The request: Your task is to print all of the data word for word.

[Records from a collection]
┌──

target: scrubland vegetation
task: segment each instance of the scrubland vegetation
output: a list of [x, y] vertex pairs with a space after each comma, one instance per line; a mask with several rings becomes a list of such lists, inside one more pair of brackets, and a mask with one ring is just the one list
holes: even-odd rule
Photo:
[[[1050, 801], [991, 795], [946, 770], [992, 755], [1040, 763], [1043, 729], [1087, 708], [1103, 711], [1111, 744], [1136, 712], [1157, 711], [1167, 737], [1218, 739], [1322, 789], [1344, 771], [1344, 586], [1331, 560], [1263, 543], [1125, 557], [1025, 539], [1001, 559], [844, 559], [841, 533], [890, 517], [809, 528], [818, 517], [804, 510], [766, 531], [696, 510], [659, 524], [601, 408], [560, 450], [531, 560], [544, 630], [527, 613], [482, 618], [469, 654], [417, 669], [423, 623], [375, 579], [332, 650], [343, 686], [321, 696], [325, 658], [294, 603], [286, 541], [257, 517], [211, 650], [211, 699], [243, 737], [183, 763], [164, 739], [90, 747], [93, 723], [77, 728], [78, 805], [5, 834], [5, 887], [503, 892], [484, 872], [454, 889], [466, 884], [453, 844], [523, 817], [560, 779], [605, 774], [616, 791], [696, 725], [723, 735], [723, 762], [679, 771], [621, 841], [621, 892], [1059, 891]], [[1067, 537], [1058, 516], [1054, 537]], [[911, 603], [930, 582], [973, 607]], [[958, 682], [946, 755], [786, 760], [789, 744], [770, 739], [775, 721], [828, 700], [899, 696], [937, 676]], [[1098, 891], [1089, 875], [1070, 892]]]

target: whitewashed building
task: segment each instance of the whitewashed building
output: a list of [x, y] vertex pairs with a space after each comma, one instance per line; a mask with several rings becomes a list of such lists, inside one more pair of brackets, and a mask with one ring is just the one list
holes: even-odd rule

└──

Output for this task:
target: scrubland vegetation
task: segment each instance of the scrubland vegetation
output: a list of [x, y] vertex pairs with a space after each comma, one instance per line; a mask with several rings becomes a list of such lists, inside one more pair of brackets, and a mask with one ring is just the one list
holes: even-odd rule
Photo:
[[[1050, 801], [991, 795], [946, 770], [992, 755], [1040, 763], [1043, 729], [1087, 708], [1103, 711], [1111, 744], [1136, 712], [1157, 711], [1167, 737], [1218, 739], [1322, 789], [1344, 771], [1344, 586], [1331, 560], [1263, 543], [1125, 557], [1025, 539], [1001, 559], [844, 559], [841, 533], [890, 517], [809, 528], [818, 517], [804, 510], [766, 531], [696, 510], [659, 524], [601, 408], [560, 450], [531, 560], [544, 630], [527, 613], [482, 618], [469, 654], [417, 669], [423, 623], [375, 579], [332, 650], [343, 686], [321, 696], [325, 658], [294, 603], [286, 541], [257, 517], [211, 650], [211, 699], [243, 737], [183, 763], [164, 739], [90, 747], [93, 723], [77, 728], [78, 805], [5, 834], [5, 887], [503, 892], [484, 872], [454, 889], [466, 884], [453, 844], [523, 817], [560, 779], [605, 774], [616, 791], [696, 725], [723, 735], [723, 762], [679, 771], [621, 841], [621, 892], [1059, 891]], [[1067, 537], [1058, 516], [1054, 537]], [[911, 603], [930, 582], [973, 607]], [[958, 682], [946, 755], [786, 760], [789, 744], [770, 739], [775, 721], [828, 700], [899, 696], [937, 676]], [[1098, 891], [1089, 875], [1070, 892]]]

target: whitewashed building
task: segment each instance of the whitewashed building
output: a list of [x, y] vertex pairs with a space after each comma, one instance per line; a mask with several rings becomes a list of such lists, inside one more pair of brackets, and a mask with one ring is just the one list
holes: even-odd rule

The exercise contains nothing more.